- What you will do
All records given below must be printed word for word.
Start of Data in this exercise
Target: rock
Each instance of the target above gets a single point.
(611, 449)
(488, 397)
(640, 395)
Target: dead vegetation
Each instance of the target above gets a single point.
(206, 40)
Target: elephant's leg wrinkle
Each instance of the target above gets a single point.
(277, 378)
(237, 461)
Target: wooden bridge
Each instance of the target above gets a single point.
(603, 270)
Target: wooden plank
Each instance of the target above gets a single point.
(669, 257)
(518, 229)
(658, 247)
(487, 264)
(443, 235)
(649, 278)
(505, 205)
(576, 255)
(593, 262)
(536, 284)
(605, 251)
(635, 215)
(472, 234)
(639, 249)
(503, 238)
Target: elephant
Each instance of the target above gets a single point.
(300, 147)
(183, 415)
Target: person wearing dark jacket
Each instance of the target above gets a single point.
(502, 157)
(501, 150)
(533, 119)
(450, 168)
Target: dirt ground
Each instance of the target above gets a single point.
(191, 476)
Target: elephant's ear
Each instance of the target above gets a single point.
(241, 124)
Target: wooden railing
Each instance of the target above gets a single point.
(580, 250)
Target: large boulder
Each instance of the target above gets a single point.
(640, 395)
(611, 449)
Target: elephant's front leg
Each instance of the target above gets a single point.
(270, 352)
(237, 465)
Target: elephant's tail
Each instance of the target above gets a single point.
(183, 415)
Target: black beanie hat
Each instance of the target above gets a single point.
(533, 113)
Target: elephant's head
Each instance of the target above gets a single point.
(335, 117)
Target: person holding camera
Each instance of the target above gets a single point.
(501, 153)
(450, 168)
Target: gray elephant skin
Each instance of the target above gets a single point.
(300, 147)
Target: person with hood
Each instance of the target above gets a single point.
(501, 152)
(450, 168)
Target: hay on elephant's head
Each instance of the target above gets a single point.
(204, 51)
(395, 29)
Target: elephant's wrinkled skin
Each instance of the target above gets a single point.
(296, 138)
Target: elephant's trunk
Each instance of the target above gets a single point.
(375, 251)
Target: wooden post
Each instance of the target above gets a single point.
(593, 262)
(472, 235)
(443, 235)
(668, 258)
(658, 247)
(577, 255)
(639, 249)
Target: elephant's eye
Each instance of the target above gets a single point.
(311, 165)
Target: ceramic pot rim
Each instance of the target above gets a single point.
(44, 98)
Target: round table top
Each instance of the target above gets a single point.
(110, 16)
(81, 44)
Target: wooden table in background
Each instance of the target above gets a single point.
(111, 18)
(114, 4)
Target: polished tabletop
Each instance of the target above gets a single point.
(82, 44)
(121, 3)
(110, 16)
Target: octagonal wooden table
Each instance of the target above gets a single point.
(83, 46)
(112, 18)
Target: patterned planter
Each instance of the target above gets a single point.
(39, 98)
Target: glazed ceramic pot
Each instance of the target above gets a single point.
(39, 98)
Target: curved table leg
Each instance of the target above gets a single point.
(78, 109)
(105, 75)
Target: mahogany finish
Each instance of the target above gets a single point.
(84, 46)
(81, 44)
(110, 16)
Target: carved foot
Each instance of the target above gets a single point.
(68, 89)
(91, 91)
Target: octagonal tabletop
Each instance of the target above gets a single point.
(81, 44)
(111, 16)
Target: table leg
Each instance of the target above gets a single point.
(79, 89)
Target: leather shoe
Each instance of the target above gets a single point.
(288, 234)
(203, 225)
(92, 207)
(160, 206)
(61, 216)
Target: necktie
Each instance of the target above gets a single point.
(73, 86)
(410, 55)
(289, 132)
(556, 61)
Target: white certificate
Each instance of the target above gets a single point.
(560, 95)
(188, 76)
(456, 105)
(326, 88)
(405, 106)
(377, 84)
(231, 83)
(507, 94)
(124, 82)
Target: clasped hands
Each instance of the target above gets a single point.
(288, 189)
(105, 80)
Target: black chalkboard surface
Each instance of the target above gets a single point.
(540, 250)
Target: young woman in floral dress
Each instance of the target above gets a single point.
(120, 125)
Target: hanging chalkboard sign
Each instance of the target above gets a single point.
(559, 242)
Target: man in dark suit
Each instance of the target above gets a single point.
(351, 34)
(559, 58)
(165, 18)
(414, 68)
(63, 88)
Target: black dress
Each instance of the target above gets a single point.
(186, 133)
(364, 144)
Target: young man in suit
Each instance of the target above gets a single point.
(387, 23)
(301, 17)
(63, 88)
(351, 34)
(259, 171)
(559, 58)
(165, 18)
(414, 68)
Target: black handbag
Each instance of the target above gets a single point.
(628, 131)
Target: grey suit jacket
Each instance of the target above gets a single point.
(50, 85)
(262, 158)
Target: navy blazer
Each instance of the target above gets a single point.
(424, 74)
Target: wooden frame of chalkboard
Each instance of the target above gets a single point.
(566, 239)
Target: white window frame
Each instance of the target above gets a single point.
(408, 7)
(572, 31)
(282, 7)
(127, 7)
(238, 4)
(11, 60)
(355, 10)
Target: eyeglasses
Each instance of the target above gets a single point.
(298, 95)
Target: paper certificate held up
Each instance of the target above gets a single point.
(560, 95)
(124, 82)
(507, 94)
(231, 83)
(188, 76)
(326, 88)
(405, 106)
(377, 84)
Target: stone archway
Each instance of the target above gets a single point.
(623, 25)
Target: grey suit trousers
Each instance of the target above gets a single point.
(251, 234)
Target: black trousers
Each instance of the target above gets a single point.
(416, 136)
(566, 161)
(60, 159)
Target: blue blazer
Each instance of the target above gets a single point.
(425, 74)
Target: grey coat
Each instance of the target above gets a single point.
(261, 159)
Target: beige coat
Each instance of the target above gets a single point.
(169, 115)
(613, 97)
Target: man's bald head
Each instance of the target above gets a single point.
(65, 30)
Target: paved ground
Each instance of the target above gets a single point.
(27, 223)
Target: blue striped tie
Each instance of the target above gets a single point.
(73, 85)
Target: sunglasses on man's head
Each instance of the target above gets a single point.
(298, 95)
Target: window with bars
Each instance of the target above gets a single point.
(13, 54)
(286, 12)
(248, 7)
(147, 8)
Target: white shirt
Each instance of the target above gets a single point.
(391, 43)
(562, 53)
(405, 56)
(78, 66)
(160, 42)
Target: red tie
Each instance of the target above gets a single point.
End of Data in this exercise
- Response below
Target: rock
Each instance of the target above gets a single point.
(611, 449)
(488, 397)
(640, 395)
Target: dead vegetation
Each instance of the target above gets a single point.
(206, 40)
Target: elephant's leg wrinkle
Each instance of the target above gets a single point.
(277, 378)
(237, 461)
Target: wooden bridge
Each instance of the target above gets a single point.
(603, 270)
Target: wooden plank
Each instance of the target above gets a single point.
(669, 257)
(518, 229)
(658, 247)
(487, 264)
(443, 235)
(649, 278)
(505, 205)
(576, 255)
(593, 262)
(536, 284)
(605, 251)
(635, 215)
(472, 234)
(639, 249)
(503, 238)
Target: elephant
Each instance of the target above gets a single point.
(300, 147)
(183, 415)
Target: person wearing dark jacket
Each instance of the target above gets a single point.
(502, 157)
(501, 150)
(533, 119)
(450, 168)
Target: dirt ground
Each instance of the target above gets a single point.
(191, 476)
Target: elephant's ear
Each instance of the target above gets a single point.
(241, 124)
Target: wooden railing
Each instance of the target above gets a single point.
(580, 250)
Target: large boulder
Each instance of the target above gets a single point.
(640, 395)
(611, 449)
Target: elephant's front leg
Each instance of the target above gets a single point.
(270, 352)
(237, 465)
Target: elephant's tail
Each instance of the target above gets a single point.
(183, 415)
Target: black beanie hat
Each instance of the target above gets a single point.
(533, 113)
Target: elephant's head
Each instance of the target above gets a single point.
(335, 117)
Target: person holding camera
Each instance of the target above gets a single point.
(501, 153)
(450, 168)
Target: gray elephant skin
Each instance of the target above gets a single point.
(300, 147)
Target: person with hood
Each instance of the target above gets a single point.
(501, 152)
(450, 168)
Target: hay on elephant's head
Each instance of the target above gets a single point.
(204, 51)
(395, 29)
Target: elephant's wrinkled skin
Each instance of the target above gets a single point.
(296, 138)
Target: elephant's trunk
Each instance of the target above gets a single point.
(375, 251)
Target: wooden post
Each instance of the target above gets a single point.
(593, 262)
(472, 235)
(443, 235)
(668, 258)
(658, 247)
(577, 255)
(639, 249)
Target: elephant's eye
Each instance of the target above gets a single point.
(311, 165)
Target: ceramic pot rim
Each instance of the target above gets a single point.
(44, 98)
Target: round table top
Each instance of the target above gets a single point.
(110, 16)
(81, 44)
Target: wooden table in background
Each instance of the target above gets a single point.
(111, 18)
(114, 4)
Target: polished tabletop
Each instance of the target above gets a single point.
(82, 44)
(121, 3)
(110, 16)
Target: octagonal wooden table
Each instance of the target above gets a single point.
(83, 46)
(112, 18)
Target: patterned planter
Each instance of the target above gets a single point.
(39, 98)
Target: glazed ceramic pot
Each instance of the target above gets a single point.
(39, 98)
Target: curved table leg
Each instance of the target above gets a single point.
(78, 109)
(105, 75)
Target: mahogany finish
Each instance of the target above gets a single point.
(84, 46)
(81, 44)
(110, 16)
Target: carved foot
Each instance of the target above gets a single point.
(68, 89)
(91, 91)
Target: octagonal tabletop
Each instance of the target above gets a single point.
(81, 44)
(111, 16)
Target: table leg
Each instance of the target above gets a single point.
(79, 89)
Target: leather shoe
Each instance of the target above gets a single point.
(288, 234)
(203, 225)
(92, 207)
(160, 206)
(61, 216)
Target: necktie
Each instance of the target above gets a single point.
(73, 86)
(410, 55)
(289, 132)
(556, 61)
Target: white certificate
Each instance of the target above gets a single point.
(560, 95)
(188, 76)
(456, 105)
(326, 88)
(405, 106)
(377, 84)
(231, 83)
(507, 94)
(124, 82)
Target: clasped hands
Each instance of the target above gets a single point.
(288, 189)
(105, 80)
Target: black chalkboard surface
Each instance of the target above gets a single point.
(540, 250)
Target: young woman in floral dress
Each instance of the target above gets a single point.
(120, 125)
Target: hanging chalkboard sign
Each instance of the target above gets a single point.
(559, 242)
Target: man in dark suit
Each instance of the target above gets a single point.
(351, 34)
(559, 58)
(165, 18)
(414, 68)
(63, 88)
Target: black dress
Each instance of the target above gets a single point.
(186, 133)
(364, 144)
Target: young man in suit
Each instance of the target above gets a single point.
(387, 23)
(301, 17)
(63, 88)
(351, 34)
(259, 171)
(559, 58)
(165, 18)
(414, 68)
Target: black handbag
Each instance of the target above gets a single point.
(628, 131)
Target: grey suit jacket
Each instance of the target above gets a single point.
(50, 85)
(262, 158)
Target: navy blazer
Each instance of the target above gets a single point.
(424, 74)
Target: wooden frame of chalkboard
Each instance of the target above gets a single point.
(566, 239)
Target: white window frame
Each instance of the target above gets a single point.
(408, 7)
(572, 31)
(282, 7)
(127, 7)
(238, 4)
(11, 60)
(355, 10)
Target: eyeglasses
Each instance of the target above gets a single point.
(298, 95)
Target: paper certificate held up
Each instance of the target above gets a single point.
(560, 95)
(124, 82)
(507, 94)
(231, 83)
(188, 76)
(326, 88)
(405, 106)
(377, 84)
Target: stone archway
Each instance of the target above gets a single point.
(623, 25)
Target: grey suit trousers
Each instance of the target above gets a single point.
(251, 234)
Target: black trousers
Each instance of the target above gets a single point.
(416, 136)
(566, 161)
(60, 159)
Target: blue blazer
Each instance of the target above gets a single point.
(425, 74)
Target: grey coat
Each instance of the target above gets a single point.
(261, 159)
Target: beige coat
Each instance of the target above gets a single point.
(169, 115)
(613, 97)
Target: man's bald head
Each instance of the target above gets a single point.
(65, 30)
Target: paved ground
Each instance of the target above gets a single point.
(27, 223)
Target: blue striped tie
Each instance of the target above gets a single point.
(73, 85)
Target: sunglasses on man's head
Each instance of the target above gets a single point.
(298, 95)
Target: window with bars
Each instance of the target above gets a single point.
(13, 54)
(286, 12)
(248, 7)
(147, 8)
Target: white shirt
Each instance of the target above gets a single point.
(391, 43)
(562, 53)
(405, 56)
(78, 66)
(160, 42)
Target: red tie
Each instance of the target above gets a single point.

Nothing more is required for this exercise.